►
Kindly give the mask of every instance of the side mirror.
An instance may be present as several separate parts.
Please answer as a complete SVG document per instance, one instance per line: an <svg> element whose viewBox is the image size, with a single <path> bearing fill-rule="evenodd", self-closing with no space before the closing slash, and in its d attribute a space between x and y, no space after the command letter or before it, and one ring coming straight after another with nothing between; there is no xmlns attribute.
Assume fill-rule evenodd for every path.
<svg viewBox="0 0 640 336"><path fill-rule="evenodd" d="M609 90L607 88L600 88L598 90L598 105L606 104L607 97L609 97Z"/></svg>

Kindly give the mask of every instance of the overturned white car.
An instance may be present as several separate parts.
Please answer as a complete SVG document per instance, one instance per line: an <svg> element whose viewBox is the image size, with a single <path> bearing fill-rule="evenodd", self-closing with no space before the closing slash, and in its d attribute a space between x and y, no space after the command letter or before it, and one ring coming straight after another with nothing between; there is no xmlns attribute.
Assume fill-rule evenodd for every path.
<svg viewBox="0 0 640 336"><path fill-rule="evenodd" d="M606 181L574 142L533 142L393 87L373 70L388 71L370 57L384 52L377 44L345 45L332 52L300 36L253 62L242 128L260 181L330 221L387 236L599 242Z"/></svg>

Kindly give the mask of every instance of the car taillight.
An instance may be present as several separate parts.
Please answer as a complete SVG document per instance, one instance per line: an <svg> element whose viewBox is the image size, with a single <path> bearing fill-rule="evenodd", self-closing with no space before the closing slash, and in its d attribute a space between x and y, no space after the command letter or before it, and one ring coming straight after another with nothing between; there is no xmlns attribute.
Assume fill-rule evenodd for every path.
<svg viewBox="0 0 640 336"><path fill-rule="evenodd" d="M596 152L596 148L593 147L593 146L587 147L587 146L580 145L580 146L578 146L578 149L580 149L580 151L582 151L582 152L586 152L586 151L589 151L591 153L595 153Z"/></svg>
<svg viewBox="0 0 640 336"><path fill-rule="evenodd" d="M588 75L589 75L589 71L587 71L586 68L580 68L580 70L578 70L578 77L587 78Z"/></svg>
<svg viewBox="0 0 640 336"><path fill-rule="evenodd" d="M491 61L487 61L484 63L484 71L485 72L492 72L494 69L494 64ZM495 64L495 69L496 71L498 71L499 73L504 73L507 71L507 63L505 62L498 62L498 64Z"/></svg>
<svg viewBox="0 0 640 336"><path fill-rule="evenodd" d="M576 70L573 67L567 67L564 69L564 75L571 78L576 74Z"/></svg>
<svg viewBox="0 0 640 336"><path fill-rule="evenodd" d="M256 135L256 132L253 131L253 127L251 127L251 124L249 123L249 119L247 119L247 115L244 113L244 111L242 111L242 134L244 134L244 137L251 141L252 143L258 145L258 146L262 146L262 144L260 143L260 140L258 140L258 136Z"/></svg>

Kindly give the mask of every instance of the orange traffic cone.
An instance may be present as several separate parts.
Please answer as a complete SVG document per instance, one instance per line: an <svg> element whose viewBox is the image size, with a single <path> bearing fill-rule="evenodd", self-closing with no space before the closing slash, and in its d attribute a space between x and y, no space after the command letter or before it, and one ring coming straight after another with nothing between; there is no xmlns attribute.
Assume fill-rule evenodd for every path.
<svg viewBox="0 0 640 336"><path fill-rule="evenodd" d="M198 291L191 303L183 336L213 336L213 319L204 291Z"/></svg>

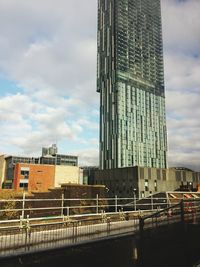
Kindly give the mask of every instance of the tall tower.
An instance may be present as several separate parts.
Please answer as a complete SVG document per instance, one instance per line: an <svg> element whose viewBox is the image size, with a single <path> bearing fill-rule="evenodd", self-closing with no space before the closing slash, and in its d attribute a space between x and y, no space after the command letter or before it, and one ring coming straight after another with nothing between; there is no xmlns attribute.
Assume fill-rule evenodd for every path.
<svg viewBox="0 0 200 267"><path fill-rule="evenodd" d="M100 168L166 168L160 0L98 0Z"/></svg>

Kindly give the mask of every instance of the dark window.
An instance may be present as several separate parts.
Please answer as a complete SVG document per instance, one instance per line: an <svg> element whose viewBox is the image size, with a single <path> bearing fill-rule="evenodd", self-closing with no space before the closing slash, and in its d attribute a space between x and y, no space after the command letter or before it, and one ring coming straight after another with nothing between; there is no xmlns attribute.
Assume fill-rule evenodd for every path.
<svg viewBox="0 0 200 267"><path fill-rule="evenodd" d="M21 170L21 175L23 175L25 179L28 179L28 177L29 177L29 171L23 171L23 170Z"/></svg>
<svg viewBox="0 0 200 267"><path fill-rule="evenodd" d="M24 189L28 189L28 183L20 183L19 187L24 188Z"/></svg>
◄
An exact retyping of each record, with no pictures, is the answer required.

Kindly give the mask of every instance of the side mirror.
An instance may be present as several separate parts.
Please answer as a complete SVG document per instance, one instance per line: an <svg> element whose viewBox is the image size, with a single <path> bearing fill-rule="evenodd", self-closing with no space before the closing slash, and in its d attribute a space between x and y, no space after the command letter or before it, and one ring coming straight after another with nothing between; there is no xmlns attribute.
Assume fill-rule evenodd for every path.
<svg viewBox="0 0 640 336"><path fill-rule="evenodd" d="M609 90L607 88L600 88L598 90L598 105L606 104L607 97L609 97Z"/></svg>

Kindly give the mask of every instance of the overturned white car.
An instance may be present as several separate parts.
Please answer as a complete SVG document per instance, one instance per line: an <svg> element whose viewBox is the image size, with a single <path> bearing fill-rule="evenodd", self-closing with no space before the closing slash, and in its d attribute a space between x and y, no space after the command letter or before it, and one ring coming straight after another with nothing between; there is no xmlns attribute.
Assume fill-rule evenodd for every path.
<svg viewBox="0 0 640 336"><path fill-rule="evenodd" d="M606 181L574 142L533 142L393 87L373 70L388 71L370 57L384 52L377 44L345 45L332 52L300 36L253 62L242 128L260 181L330 221L387 236L599 242Z"/></svg>

Kindly give the mask of every instance of the car taillight.
An instance may be present as several separate parts.
Please answer as a complete SVG document per instance, one instance per line: an <svg> element whose viewBox is the image size, with a single <path> bearing fill-rule="evenodd", self-closing with no space before the closing slash, and in its d attribute a space between x and y, no space after the command letter or before it, and one ring coming straight after another with nothing between; there is no xmlns attribute.
Assume fill-rule evenodd for every path.
<svg viewBox="0 0 640 336"><path fill-rule="evenodd" d="M596 152L596 148L593 147L593 146L587 147L587 146L580 145L580 146L578 146L578 149L580 149L580 151L582 151L582 152L586 152L586 151L589 151L591 153L595 153Z"/></svg>
<svg viewBox="0 0 640 336"><path fill-rule="evenodd" d="M588 75L589 75L589 71L587 71L586 68L580 68L580 70L578 70L578 77L587 78Z"/></svg>
<svg viewBox="0 0 640 336"><path fill-rule="evenodd" d="M491 61L487 61L484 63L484 71L485 72L492 72L494 69L494 64ZM495 64L495 69L496 71L498 71L499 73L504 73L507 71L507 63L505 62L498 62L498 64Z"/></svg>
<svg viewBox="0 0 640 336"><path fill-rule="evenodd" d="M576 70L573 67L567 67L564 69L564 75L571 78L576 74Z"/></svg>
<svg viewBox="0 0 640 336"><path fill-rule="evenodd" d="M256 135L256 132L253 131L253 127L251 127L251 124L249 123L249 119L247 119L247 115L244 113L244 111L242 111L242 134L244 134L244 137L251 141L252 143L258 145L258 146L262 146L262 144L260 143L260 140L258 140L258 136Z"/></svg>

Kindly give the mask of every instance of the orange traffic cone.
An instance may be present as several separate parts.
Please answer as a complete SVG document per instance, one instance per line: an <svg> element whose viewBox is the image size, with a single <path> bearing fill-rule="evenodd", self-closing with no space before the closing slash, and in its d attribute a space between x and y, no space after the command letter or before it, and one ring coming straight after another with nothing between; there is no xmlns attribute.
Assume fill-rule evenodd for every path.
<svg viewBox="0 0 640 336"><path fill-rule="evenodd" d="M198 291L191 303L183 336L213 336L213 319L204 291Z"/></svg>

Kindly give the mask of every instance of the tall tower.
An instance may be present as several separate parts.
Please answer as a complete SVG document per instance, one instance per line: an <svg> element whose viewBox is the image size, with a single <path> bearing fill-rule="evenodd", self-closing with no space before the closing slash, and in its d attribute a space between x and y, no space after the command letter or before it, and one ring coming straight after another with nothing between; there is no xmlns attribute.
Assume fill-rule evenodd for every path.
<svg viewBox="0 0 200 267"><path fill-rule="evenodd" d="M100 168L166 168L160 0L98 0Z"/></svg>

Kindly give the mask of every instance of the dark window.
An instance may be present as several separate parts.
Please answer as a complete SVG document per instance, one instance per line: an <svg> element whose viewBox is the image size, with a single <path> bearing fill-rule="evenodd", self-closing with no space before the closing slash, and in its d attribute a space between x and y, no space after the command letter or before it, and one ring coming straight after another with nothing between; there is no xmlns attribute.
Assume fill-rule evenodd for every path.
<svg viewBox="0 0 200 267"><path fill-rule="evenodd" d="M21 170L21 175L23 175L25 179L28 179L28 177L29 177L29 171L23 171L23 170Z"/></svg>
<svg viewBox="0 0 200 267"><path fill-rule="evenodd" d="M24 189L28 189L28 183L20 183L19 187L24 188Z"/></svg>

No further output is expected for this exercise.